-- Exercise prompt --
Rescale everything in the records from the line containing "the heron's white" down to the line containing "x=117, y=72", both lines included, and give those lines alone again, requests included. Multiply every coordinate in the answers by 2.45 and round to the nearest whole number, with halves rounded up, leaving the requests and their format samples unchanged.

Saved data entries
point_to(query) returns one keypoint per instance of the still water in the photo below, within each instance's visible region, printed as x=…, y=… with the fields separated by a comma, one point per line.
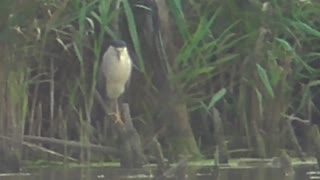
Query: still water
x=207, y=173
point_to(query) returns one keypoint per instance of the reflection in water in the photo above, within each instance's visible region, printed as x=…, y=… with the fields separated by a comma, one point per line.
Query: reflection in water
x=208, y=173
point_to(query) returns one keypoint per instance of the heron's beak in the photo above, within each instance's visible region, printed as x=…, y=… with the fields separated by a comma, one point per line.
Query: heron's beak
x=120, y=51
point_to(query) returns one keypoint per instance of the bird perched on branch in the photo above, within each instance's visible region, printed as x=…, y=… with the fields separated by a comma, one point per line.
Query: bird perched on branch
x=115, y=72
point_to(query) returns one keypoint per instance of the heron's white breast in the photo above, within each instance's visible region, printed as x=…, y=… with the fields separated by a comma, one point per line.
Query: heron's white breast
x=117, y=72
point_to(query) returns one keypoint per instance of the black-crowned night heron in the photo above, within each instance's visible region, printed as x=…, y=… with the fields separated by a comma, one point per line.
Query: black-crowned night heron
x=115, y=72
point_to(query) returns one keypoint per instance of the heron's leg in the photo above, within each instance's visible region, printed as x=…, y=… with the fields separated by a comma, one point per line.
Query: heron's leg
x=118, y=114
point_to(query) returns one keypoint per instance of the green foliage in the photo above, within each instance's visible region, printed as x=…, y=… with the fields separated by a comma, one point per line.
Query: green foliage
x=220, y=60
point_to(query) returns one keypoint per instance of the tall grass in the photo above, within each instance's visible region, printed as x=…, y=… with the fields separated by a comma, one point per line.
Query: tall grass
x=254, y=62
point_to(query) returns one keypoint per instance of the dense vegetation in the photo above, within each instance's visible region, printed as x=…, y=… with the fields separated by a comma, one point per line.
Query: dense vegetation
x=256, y=63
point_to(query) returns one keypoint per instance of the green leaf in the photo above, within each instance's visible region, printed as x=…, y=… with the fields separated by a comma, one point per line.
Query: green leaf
x=265, y=79
x=217, y=97
x=285, y=44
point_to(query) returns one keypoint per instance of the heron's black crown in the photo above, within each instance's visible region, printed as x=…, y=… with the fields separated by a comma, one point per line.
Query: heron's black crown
x=118, y=44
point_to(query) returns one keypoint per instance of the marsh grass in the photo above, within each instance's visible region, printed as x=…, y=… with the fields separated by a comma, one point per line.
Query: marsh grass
x=254, y=62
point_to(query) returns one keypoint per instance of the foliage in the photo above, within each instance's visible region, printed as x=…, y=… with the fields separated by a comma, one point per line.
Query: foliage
x=255, y=62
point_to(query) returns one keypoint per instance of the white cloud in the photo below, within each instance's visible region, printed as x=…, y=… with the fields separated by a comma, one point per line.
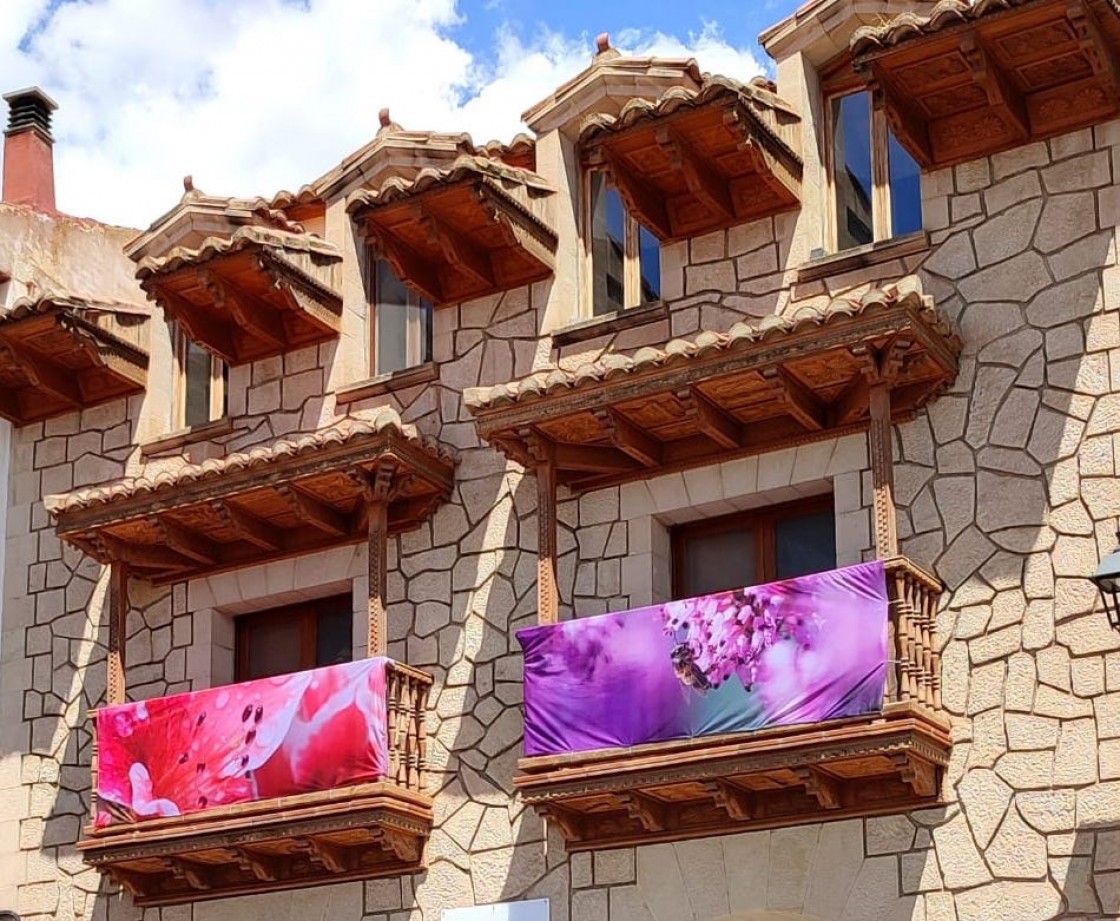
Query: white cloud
x=257, y=95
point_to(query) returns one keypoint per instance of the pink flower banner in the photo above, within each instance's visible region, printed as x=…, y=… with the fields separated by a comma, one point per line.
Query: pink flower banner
x=255, y=741
x=804, y=650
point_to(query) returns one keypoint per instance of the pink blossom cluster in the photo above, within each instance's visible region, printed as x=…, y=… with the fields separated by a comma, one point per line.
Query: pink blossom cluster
x=728, y=633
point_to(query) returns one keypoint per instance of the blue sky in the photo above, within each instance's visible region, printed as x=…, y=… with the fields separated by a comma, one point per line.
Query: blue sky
x=250, y=96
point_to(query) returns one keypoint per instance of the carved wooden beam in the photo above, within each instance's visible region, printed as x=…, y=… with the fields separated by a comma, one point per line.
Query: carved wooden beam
x=826, y=789
x=920, y=774
x=591, y=458
x=652, y=813
x=249, y=313
x=710, y=420
x=315, y=512
x=570, y=824
x=118, y=621
x=249, y=527
x=263, y=867
x=329, y=856
x=457, y=249
x=185, y=541
x=737, y=802
x=43, y=375
x=408, y=263
x=799, y=400
x=1001, y=92
x=703, y=182
x=641, y=198
x=199, y=325
x=911, y=130
x=406, y=848
x=628, y=438
x=1100, y=53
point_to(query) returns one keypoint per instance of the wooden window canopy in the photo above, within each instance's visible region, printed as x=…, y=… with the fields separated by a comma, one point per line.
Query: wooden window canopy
x=970, y=80
x=55, y=359
x=253, y=295
x=700, y=160
x=463, y=232
x=787, y=381
x=294, y=496
x=306, y=839
x=887, y=762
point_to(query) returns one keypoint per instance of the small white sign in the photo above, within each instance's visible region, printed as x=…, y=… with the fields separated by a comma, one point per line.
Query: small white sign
x=537, y=910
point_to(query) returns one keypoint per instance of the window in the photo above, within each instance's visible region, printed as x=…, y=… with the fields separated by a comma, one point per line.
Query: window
x=625, y=257
x=202, y=383
x=400, y=323
x=876, y=184
x=752, y=548
x=295, y=639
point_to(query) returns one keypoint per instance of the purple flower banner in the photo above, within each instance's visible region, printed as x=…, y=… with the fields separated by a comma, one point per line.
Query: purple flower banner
x=804, y=650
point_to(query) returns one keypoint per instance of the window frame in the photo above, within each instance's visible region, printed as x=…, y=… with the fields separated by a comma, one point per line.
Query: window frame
x=416, y=326
x=839, y=81
x=306, y=613
x=217, y=381
x=762, y=521
x=632, y=250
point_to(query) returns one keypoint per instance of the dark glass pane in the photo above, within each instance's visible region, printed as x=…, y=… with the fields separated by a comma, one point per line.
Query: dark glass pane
x=806, y=543
x=608, y=245
x=197, y=384
x=649, y=249
x=719, y=561
x=273, y=647
x=905, y=188
x=334, y=635
x=851, y=158
x=391, y=301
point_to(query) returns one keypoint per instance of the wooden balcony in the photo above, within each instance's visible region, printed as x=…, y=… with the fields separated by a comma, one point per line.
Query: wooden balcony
x=310, y=838
x=887, y=762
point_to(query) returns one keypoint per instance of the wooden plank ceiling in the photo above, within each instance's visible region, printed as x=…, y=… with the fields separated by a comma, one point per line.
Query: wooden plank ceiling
x=295, y=496
x=720, y=396
x=456, y=234
x=971, y=80
x=254, y=295
x=53, y=360
x=697, y=161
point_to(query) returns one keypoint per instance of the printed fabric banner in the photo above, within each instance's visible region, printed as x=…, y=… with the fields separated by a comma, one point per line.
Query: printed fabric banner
x=804, y=650
x=291, y=734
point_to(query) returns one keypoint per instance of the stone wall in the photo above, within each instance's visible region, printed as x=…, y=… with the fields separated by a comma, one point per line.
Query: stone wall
x=1006, y=486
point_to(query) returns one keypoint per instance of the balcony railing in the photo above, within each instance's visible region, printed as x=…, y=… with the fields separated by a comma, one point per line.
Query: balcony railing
x=302, y=780
x=805, y=700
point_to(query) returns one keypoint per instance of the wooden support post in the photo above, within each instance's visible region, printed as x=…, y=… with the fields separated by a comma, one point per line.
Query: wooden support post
x=548, y=594
x=118, y=626
x=883, y=472
x=379, y=563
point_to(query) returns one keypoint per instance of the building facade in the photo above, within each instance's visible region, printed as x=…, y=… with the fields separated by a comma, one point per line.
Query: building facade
x=856, y=328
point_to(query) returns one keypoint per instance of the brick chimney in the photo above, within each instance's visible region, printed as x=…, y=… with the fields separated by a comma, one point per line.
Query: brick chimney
x=28, y=150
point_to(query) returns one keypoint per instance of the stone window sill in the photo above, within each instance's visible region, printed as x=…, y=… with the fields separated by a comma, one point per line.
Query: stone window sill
x=182, y=437
x=608, y=324
x=871, y=254
x=386, y=383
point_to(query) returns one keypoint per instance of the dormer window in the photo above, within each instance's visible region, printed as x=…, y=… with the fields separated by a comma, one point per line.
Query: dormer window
x=625, y=258
x=201, y=394
x=400, y=323
x=876, y=184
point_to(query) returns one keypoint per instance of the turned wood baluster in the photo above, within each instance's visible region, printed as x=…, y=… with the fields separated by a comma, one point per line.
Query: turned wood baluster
x=118, y=629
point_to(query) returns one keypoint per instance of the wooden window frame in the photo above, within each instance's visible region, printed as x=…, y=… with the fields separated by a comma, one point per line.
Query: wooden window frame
x=414, y=329
x=217, y=394
x=632, y=251
x=762, y=521
x=307, y=613
x=840, y=81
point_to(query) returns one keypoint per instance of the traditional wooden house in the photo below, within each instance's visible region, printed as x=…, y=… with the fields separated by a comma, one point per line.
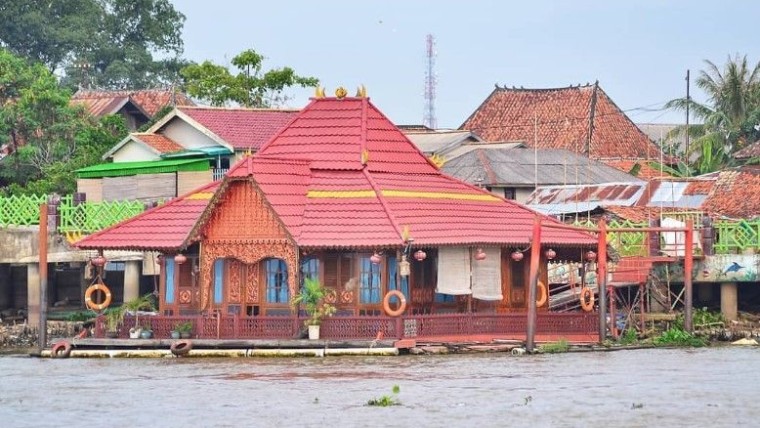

-- Finished task --
point_to(query) returns one keypoint per instance of the heron's white breast in the photo above, within each instance's visible region, printed as x=…, y=… with the fields separated by a comma, one point per line.
Query: heron's white breast
x=287, y=176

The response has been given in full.